Begin Provided data

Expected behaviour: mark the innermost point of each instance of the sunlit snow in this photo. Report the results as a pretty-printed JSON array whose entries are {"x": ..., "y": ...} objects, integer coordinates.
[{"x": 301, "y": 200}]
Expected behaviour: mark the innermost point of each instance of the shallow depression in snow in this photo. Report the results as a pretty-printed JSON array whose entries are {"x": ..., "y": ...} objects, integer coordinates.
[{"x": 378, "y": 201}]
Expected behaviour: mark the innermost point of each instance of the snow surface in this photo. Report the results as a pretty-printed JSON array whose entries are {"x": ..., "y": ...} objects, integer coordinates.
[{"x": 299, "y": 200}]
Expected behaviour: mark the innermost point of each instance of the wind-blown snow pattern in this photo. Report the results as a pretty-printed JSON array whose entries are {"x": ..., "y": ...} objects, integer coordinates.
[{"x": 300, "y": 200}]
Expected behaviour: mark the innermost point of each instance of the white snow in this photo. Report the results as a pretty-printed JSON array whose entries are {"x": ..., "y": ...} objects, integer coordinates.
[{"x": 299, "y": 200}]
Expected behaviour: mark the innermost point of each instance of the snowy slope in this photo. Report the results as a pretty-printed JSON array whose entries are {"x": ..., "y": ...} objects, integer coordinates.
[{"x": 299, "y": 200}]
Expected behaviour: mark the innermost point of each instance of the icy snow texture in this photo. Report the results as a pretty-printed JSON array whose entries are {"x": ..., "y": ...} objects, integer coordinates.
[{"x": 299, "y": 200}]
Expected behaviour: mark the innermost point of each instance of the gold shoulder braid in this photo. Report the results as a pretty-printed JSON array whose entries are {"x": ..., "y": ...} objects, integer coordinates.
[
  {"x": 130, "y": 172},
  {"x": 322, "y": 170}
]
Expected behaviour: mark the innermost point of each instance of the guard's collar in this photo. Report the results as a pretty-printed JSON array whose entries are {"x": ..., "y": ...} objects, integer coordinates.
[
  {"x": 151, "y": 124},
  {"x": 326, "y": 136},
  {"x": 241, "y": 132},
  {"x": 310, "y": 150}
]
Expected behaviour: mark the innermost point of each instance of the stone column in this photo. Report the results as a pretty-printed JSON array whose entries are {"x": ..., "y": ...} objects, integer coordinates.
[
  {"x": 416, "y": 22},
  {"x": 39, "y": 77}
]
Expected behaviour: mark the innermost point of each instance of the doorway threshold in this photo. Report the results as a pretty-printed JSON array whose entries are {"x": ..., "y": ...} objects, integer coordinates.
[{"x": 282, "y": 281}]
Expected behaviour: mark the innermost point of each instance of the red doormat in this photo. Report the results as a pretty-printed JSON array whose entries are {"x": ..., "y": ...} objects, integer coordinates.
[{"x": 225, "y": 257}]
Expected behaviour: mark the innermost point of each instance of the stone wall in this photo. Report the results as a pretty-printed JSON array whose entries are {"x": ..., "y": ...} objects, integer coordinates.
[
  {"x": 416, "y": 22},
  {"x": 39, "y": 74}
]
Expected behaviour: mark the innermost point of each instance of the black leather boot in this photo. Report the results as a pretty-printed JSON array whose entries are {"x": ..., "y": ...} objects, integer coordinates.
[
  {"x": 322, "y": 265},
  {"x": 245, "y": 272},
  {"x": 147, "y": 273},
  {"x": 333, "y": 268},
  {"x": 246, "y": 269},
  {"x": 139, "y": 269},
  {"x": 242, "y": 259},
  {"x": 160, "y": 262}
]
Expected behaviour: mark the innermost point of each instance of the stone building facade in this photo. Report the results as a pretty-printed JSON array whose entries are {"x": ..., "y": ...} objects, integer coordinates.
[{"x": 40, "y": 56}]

End Provided data

Given task:
Every record shown above should be written out again exactly.

Written answer:
Expected behaviour: mark the innermost point of each instance of the sunlit snow in this photo. Report the results as a pretty-printed JSON array whose entries are {"x": ..., "y": ...} objects, integer coordinates.
[{"x": 301, "y": 200}]
Expected behaviour: mark the innermost point of each instance of the shallow depression in snow in this photo. Report the results as a pretty-printed JSON array whose entries are {"x": ..., "y": ...} objects, integer coordinates.
[{"x": 378, "y": 201}]
Expected behaviour: mark the innermost point of each instance of the snow surface in this photo. Report the results as a pretty-printed JSON array whose entries are {"x": ..., "y": ...} objects, integer coordinates.
[{"x": 299, "y": 200}]
Expected behaviour: mark the innermost point of each instance of the wind-blown snow pattern in this photo. Report the results as a pretty-printed JSON array whose entries are {"x": ..., "y": ...} objects, integer coordinates.
[{"x": 300, "y": 200}]
Expected behaviour: mark the innermost point of each instance of the white snow in this photo. Report the results as a pretty-printed JSON array whose entries are {"x": ..., "y": ...} objects, integer coordinates.
[{"x": 299, "y": 200}]
Expected behaviour: mark the innermost point of each instance of the snowy slope in this photo. Report the results as a pretty-printed JSON array whose entries are {"x": ..., "y": ...} objects, integer coordinates.
[{"x": 299, "y": 200}]
Expected behaviour: mark the innermost point of each instance of the icy snow texture in this photo. Report the results as a pretty-printed JSON array whose entries are {"x": ..., "y": ...} objects, integer coordinates.
[{"x": 299, "y": 200}]
Expected behaviour: mark the innermost point of each instance of the gold shoulder braid in this photo. Report the results as a pretty-printed JSON array whose entries are {"x": ..., "y": ...} objects, integer coordinates.
[
  {"x": 130, "y": 172},
  {"x": 322, "y": 170}
]
Expected behaviour: mark the innermost point of each instance of the guard's collar in this photo. Report the results as a pretty-printed JSON array whose entries are {"x": ..., "y": ...} objects, integer coordinates.
[
  {"x": 151, "y": 124},
  {"x": 326, "y": 136},
  {"x": 241, "y": 132},
  {"x": 310, "y": 150}
]
Expected behaviour: mark the innermost point of each instance of the stone column in this photo. Report the results as a pretty-printed JSON array whose entries are {"x": ..., "y": ...} objects, integer coordinates.
[
  {"x": 416, "y": 22},
  {"x": 39, "y": 77}
]
Expected behaviour: mark the innermost point of each instance of the doorway threshold in this photo. Report the results as a pretty-printed JSON array whose entries are {"x": ..., "y": ...} objects, integer coordinates.
[{"x": 282, "y": 281}]
Expected behaviour: mark the innermost point of each instance of the red doormat in this photo. Report the results as a pretty-printed JSON array whose entries are {"x": ..., "y": ...} objects, integer coordinates.
[{"x": 225, "y": 257}]
Expected behaviour: mark the innermost point of each instance of the stone wall in this photo. Report the results as a pretty-printed JSON array whose entries are {"x": ..., "y": ...} objects, integer coordinates.
[
  {"x": 416, "y": 22},
  {"x": 39, "y": 74}
]
Expected behaviour: mark the innermost point of each instance of the black leather boot in this photo. Report the results as a pretty-printed JSON array whose entries are {"x": ..., "y": ...} objects, integer coordinates.
[
  {"x": 322, "y": 265},
  {"x": 245, "y": 272},
  {"x": 147, "y": 273},
  {"x": 333, "y": 268},
  {"x": 246, "y": 269},
  {"x": 139, "y": 269},
  {"x": 242, "y": 259},
  {"x": 160, "y": 262}
]
Expected behaviour: mark the innermost point of each instance of the stone building facade in this photo. Report the results as a pretty-printed JSON array whose entries are {"x": ..., "y": ...} objects, integer coordinates.
[{"x": 40, "y": 56}]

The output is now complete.